Problem.
How many lines in the material below contain the word "polish"? Answer with the number alone.
:: Records for the task ::
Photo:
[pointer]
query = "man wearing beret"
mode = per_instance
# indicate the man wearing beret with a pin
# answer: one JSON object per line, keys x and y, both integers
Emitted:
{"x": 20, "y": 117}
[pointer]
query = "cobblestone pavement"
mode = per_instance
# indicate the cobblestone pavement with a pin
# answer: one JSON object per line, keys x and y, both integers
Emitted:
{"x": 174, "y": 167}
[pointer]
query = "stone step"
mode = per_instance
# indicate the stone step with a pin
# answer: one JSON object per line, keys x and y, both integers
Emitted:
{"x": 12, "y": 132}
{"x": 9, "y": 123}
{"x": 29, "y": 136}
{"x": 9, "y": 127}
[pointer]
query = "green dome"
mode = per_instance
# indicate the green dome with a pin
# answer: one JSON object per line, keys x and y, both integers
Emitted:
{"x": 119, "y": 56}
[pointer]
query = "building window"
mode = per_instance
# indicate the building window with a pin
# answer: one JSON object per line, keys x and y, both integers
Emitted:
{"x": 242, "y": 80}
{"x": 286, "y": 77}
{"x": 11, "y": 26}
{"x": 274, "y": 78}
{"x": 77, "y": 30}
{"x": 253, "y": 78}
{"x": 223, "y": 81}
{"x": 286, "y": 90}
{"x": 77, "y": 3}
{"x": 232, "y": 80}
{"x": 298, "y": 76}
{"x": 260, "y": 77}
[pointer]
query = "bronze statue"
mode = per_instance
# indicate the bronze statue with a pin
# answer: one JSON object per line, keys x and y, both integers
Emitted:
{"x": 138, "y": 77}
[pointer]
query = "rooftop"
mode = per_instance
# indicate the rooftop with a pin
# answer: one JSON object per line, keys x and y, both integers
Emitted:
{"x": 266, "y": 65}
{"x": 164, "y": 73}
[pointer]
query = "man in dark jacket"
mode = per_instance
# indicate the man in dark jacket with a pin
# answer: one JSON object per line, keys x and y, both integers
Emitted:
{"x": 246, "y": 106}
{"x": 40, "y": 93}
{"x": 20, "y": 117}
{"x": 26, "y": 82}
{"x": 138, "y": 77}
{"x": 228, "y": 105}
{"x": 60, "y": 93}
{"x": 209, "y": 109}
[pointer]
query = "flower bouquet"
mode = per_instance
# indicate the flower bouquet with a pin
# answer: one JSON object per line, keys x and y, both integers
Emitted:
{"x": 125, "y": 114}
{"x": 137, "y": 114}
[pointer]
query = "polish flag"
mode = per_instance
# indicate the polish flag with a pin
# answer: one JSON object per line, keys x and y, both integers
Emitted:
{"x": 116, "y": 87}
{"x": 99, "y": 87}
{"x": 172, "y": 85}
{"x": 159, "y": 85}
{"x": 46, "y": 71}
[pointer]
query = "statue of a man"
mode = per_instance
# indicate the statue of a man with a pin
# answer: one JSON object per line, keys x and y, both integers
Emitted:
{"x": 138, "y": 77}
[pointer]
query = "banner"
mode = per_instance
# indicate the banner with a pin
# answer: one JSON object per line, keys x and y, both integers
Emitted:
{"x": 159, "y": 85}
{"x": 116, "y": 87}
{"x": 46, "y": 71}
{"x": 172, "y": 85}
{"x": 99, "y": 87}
:::
Written solution.
2